Aim of the exercise:
Reproduce the following listing verbatim, every line unchanged.

━━━ Record excerpts

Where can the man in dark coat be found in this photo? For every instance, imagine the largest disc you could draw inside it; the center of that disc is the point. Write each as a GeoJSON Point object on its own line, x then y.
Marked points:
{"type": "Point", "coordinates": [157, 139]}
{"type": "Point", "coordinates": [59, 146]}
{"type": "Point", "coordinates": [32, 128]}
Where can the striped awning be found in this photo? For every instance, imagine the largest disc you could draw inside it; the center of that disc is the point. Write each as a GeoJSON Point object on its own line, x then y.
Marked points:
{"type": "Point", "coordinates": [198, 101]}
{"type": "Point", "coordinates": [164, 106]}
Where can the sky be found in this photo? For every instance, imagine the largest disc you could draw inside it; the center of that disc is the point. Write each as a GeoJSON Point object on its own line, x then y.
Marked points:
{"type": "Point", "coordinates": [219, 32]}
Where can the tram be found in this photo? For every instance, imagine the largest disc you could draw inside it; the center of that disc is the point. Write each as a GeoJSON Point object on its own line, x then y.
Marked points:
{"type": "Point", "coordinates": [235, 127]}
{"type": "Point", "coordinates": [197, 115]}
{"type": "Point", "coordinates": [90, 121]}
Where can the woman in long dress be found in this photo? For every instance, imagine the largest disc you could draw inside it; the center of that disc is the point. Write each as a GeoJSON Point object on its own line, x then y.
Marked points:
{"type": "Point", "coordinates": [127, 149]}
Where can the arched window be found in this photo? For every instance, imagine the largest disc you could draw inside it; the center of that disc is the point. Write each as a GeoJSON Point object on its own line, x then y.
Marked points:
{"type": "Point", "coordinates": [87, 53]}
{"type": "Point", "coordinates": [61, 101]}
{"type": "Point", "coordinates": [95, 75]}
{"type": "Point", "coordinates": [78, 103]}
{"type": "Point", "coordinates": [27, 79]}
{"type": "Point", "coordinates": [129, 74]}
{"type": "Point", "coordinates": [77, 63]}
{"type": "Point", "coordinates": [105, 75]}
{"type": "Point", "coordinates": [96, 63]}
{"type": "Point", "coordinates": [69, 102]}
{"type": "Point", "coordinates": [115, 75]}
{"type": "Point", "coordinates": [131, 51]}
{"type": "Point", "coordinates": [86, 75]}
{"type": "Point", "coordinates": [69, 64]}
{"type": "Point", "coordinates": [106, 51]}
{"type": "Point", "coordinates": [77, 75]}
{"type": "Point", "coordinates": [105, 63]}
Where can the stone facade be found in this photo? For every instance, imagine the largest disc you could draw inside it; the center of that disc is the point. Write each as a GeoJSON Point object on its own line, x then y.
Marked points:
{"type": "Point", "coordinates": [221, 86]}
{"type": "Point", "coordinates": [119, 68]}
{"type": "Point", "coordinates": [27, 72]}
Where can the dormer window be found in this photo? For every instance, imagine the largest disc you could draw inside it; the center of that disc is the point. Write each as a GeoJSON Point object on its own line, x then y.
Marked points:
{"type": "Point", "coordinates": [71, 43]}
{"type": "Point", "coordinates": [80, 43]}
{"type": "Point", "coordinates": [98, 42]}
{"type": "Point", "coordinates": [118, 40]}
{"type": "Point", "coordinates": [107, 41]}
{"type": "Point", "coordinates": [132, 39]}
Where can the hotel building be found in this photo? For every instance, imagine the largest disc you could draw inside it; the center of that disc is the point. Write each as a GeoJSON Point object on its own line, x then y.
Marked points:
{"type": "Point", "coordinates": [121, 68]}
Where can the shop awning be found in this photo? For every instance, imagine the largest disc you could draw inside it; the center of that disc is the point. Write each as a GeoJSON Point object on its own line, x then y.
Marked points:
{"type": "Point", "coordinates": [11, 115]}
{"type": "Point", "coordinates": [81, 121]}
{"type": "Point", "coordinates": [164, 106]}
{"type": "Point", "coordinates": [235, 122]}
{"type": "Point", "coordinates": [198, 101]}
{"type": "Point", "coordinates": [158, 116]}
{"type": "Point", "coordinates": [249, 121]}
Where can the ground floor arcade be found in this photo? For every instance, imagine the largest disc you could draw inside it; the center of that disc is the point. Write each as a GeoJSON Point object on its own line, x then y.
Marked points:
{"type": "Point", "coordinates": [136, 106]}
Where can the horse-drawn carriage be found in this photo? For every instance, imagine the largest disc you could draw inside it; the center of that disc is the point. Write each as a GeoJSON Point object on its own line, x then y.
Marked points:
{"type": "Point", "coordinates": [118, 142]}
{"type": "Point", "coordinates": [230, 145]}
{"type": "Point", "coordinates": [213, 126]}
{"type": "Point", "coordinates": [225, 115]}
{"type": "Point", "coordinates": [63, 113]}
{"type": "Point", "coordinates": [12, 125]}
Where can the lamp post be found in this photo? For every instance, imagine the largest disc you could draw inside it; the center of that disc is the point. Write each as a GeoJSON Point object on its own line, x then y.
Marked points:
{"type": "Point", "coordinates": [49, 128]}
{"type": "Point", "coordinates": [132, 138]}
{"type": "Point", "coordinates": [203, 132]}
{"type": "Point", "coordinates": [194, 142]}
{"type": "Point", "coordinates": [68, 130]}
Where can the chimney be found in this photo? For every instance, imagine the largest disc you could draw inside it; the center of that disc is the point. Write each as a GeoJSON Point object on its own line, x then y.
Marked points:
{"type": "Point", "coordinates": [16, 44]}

━━━━━━

Output of the task:
Where can the man in dark coat be found in this photo? For every instance, imagine the largest disc you could draw inside it; the center of that disc is the point. Write each as a GeoJSON Point object on its own line, x then y.
Marked points:
{"type": "Point", "coordinates": [157, 139]}
{"type": "Point", "coordinates": [59, 146]}
{"type": "Point", "coordinates": [32, 128]}
Where can the striped awning be found in this photo? For every instance, imagine the largest disc you could draw inside it; the center of that disc is the point. Write each as a GeoJSON Point object on its own line, x then y.
Marked points:
{"type": "Point", "coordinates": [198, 101]}
{"type": "Point", "coordinates": [164, 106]}
Where can the sky be found in this photo? For every instance, imagine the largest disc you could draw inside it; the center of that disc is the point. Write each as a GeoJSON Point object on its own line, x then y.
Marked points:
{"type": "Point", "coordinates": [219, 32]}
Where can the tram be found in this photo? For every instance, imagine the largest disc you could draw inside it; the center of that disc is the point. Write each as a GeoJSON Point object on its own line, x then y.
Marked points:
{"type": "Point", "coordinates": [235, 127]}
{"type": "Point", "coordinates": [197, 115]}
{"type": "Point", "coordinates": [90, 121]}
Where can the woman in long dress be found in this photo? For every instance, imagine the largest disc you could draw inside it; the center of that disc is the point. Write each as a GeoJSON Point object on its own line, x then y.
Marked points:
{"type": "Point", "coordinates": [127, 149]}
Where can the arched window be found in this photo? For every instance, imagine the largest disc you could draw inside it; the center of that disc is the point. Write each as a GeoJSON Point object on its own line, x then y.
Marked points:
{"type": "Point", "coordinates": [87, 53]}
{"type": "Point", "coordinates": [61, 101]}
{"type": "Point", "coordinates": [95, 75]}
{"type": "Point", "coordinates": [78, 103]}
{"type": "Point", "coordinates": [27, 79]}
{"type": "Point", "coordinates": [129, 74]}
{"type": "Point", "coordinates": [77, 63]}
{"type": "Point", "coordinates": [105, 75]}
{"type": "Point", "coordinates": [96, 63]}
{"type": "Point", "coordinates": [69, 102]}
{"type": "Point", "coordinates": [115, 75]}
{"type": "Point", "coordinates": [131, 51]}
{"type": "Point", "coordinates": [86, 75]}
{"type": "Point", "coordinates": [69, 64]}
{"type": "Point", "coordinates": [106, 51]}
{"type": "Point", "coordinates": [77, 75]}
{"type": "Point", "coordinates": [105, 63]}
Where can the stone facade be found in this photo? For every instance, imagine the largest disc you could draw inside it; the center of that disc is the point. Write each as a GeoJSON Point object on its own line, x then y.
Marked points:
{"type": "Point", "coordinates": [221, 86]}
{"type": "Point", "coordinates": [119, 68]}
{"type": "Point", "coordinates": [27, 72]}
Where can the dormer window be found in this photo? For every instance, imagine the largest disc you could draw inside it; the center of that disc is the point. Write each as a GeoJSON Point object on its own line, x then y.
Marked points:
{"type": "Point", "coordinates": [71, 43]}
{"type": "Point", "coordinates": [80, 43]}
{"type": "Point", "coordinates": [98, 42]}
{"type": "Point", "coordinates": [118, 40]}
{"type": "Point", "coordinates": [107, 41]}
{"type": "Point", "coordinates": [132, 39]}
Where can the hotel building be found in this photo? For every instance, imagine the largest disc you could draw inside it; the center of that disc is the point. Write each as a GeoJSON Point object on its own line, x then y.
Marked points:
{"type": "Point", "coordinates": [121, 68]}
Where can the shop awning be found in this photo? For every instance, imagine the largest disc you could draw inside it; the center of that disc is the point. Write each as a GeoJSON Point object on its own line, x then y.
Marked points:
{"type": "Point", "coordinates": [11, 115]}
{"type": "Point", "coordinates": [81, 121]}
{"type": "Point", "coordinates": [164, 106]}
{"type": "Point", "coordinates": [235, 122]}
{"type": "Point", "coordinates": [198, 101]}
{"type": "Point", "coordinates": [158, 116]}
{"type": "Point", "coordinates": [249, 121]}
Where can the ground floor arcade be found in this photo? For every instance, imagine the largest disc you could draw inside it; the center of that disc is the point. Write each as a GeoJSON Point object on its own line, x then y.
Marked points:
{"type": "Point", "coordinates": [136, 106]}
Where can the horse-drawn carriage be found in this photo? For every instance, imagine the largest disc you could draw inside it; the center of that disc is the point. Write each as a GeoJSON Point object on its own line, x then y.
Marked points:
{"type": "Point", "coordinates": [118, 142]}
{"type": "Point", "coordinates": [230, 145]}
{"type": "Point", "coordinates": [213, 126]}
{"type": "Point", "coordinates": [225, 115]}
{"type": "Point", "coordinates": [63, 113]}
{"type": "Point", "coordinates": [12, 125]}
Where can the lamp post be found in this photo? For every instance, imagine the largest disc you could draw inside it; the center of that disc is the point. Write each as a GeoJSON Point object on its own line, x then y.
Marked points:
{"type": "Point", "coordinates": [49, 128]}
{"type": "Point", "coordinates": [132, 138]}
{"type": "Point", "coordinates": [203, 132]}
{"type": "Point", "coordinates": [194, 142]}
{"type": "Point", "coordinates": [68, 130]}
Where can the chimney be found in this photo? For every instance, imagine the largest disc you could draw inside it; the center of that disc is the point. Write each as a GeoJSON Point object on its own line, x then y.
Marked points:
{"type": "Point", "coordinates": [16, 44]}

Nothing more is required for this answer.